Re: Common Names

Subject: Re: Common Names
From: Ronald Orenstein <>
Date: Sat, 08 Aug 1998 09:43:50 -0400
>Even more annoying is the ridiculous conversion of proper names to
>possessive's.  For more than a century, _Menura alberti_ had been known as
>the Albert Lyrebird.  Every reference to it in the literature that used an
>English name so designated it.  Then we are told to change it to Albert's
>Lyrebird.  Does that add any clarity to communication?  On the contrary!

Many years ago in 1973, when I was working in Australia, I wrote a note on
this point for the RAOU Newsletter.  I like to think my prose has improved
since then, but for those interested in the opposite case, as stated when I
actually over there, here it is:


"The Possessive Form in Vernacular Names

In the August 1973 issue of the newsletter, J. D. McDonald stated his reasons
for abandoning the possessive form in patronymic vernacular names in his new
Handbook. With the new edition of the RAOU checklist still not issued, it may
be of value to state the opposite case before a final decision is taken.

Short task 1>
Copy the record below line for line, without changing anything, but leave out the picture.

Information provided>
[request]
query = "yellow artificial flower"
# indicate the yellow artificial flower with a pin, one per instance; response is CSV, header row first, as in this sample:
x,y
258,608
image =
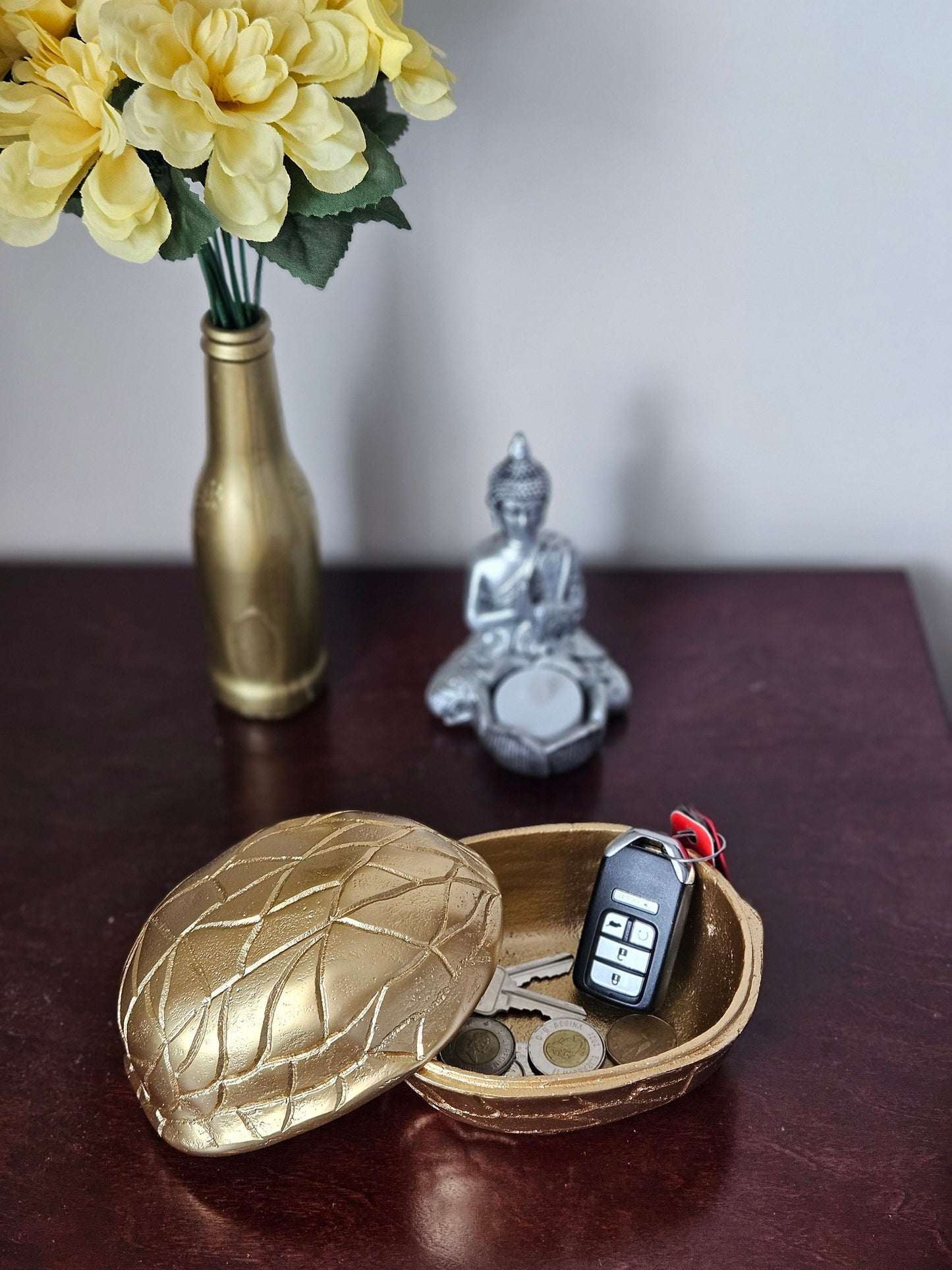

Short task 2>
Answer these questions from the message about common names:
(a) What English name had _Menura alberti_ been known by for more than a century?
(b) In what year was the writer working in Australia?
(c) Who stated reasons for abandoning the possessive form in his new Handbook?

Correct answer 1>
[request]
query = "yellow artificial flower"
# indicate the yellow artificial flower with a pin, one per instance; response is CSV, header row first, as in this sample:
x,y
258,608
image =

Correct answer 2>
(a) The Albert Lyrebird
(b) 1973
(c) J. D. McDonald